- [Enunciado da atividade]:
• a. Extraia literalmente, do trecho sobre o atentado em Berlim, o segmento que vai de "No maior atentado" até "noite de Berlim.".
• b. Com base no trecho sobre o atentado em Berlim, responda:
(i) Quantas pessoas morreram e quantas ficaram feridas?
(ii) Qual era a nacionalidade do motorista da carreta?
(iii) Que objeto Amri deixou cair no chão do veículo?

- [Trecho apresentado]:
_ _ _ _

No maior atentado desde a reunificação das Alemanhas em 1990, Anis Amri sequestrou uma carreta Scania, neutralizou o motorista polonês a facadas e tiros e jogou o caminhão carregado de aço, vindo da Itália para uma fábrica da Thyssen Krupp, contra os visitantes de um bazar de Natal em Berlim, matando 12 pessoas e ferindo 48. Embora Amri tenha deixado sua carteira cair no chão do veículo, a polícia deteve um paquistanês que estava por perto e cujo rosto batia com a descrição do suspeito, enquanto Amri desaparecia na noite de Berlim.

_ _ _ _

- [Material fornecido]:

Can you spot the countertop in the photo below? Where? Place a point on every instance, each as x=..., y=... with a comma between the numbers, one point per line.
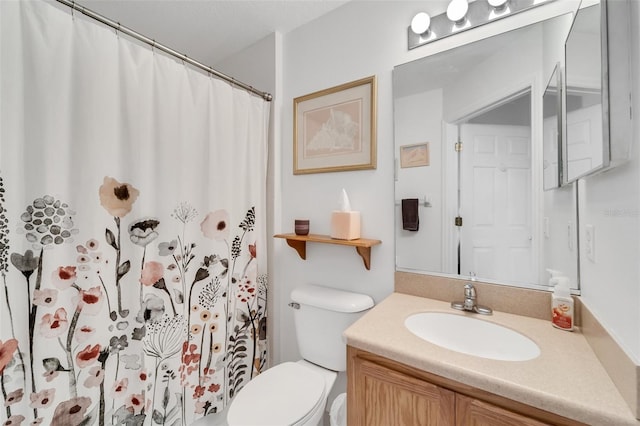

_ _ _ _

- [Respostas finais]:
• a.
No maior atentado desde a reunificação das Alemanhas em 1990, Anis Amri sequestrou uma carreta Scania, neutralizou o motorista polonês a facadas e tiros e jogou o caminhão carregado de aço, vindo da Itália para uma fábrica da Thyssen Krupp, contra os visitantes de um bazar de Natal em Berlim, matando 12 pessoas e ferindo 48. Embora Amri tenha deixado sua carteira cair no chão do veículo, a polícia deteve um paquistanês que estava por perto e cujo rosto batia com a descrição do suspeito, enquanto Amri desaparecia na noite de Berlim.

• b.
(i) Morreram 12 pessoas e 48 ficaram feridas.
(ii) O motorista era polonês.
(iii) Amri deixou cair sua carteira.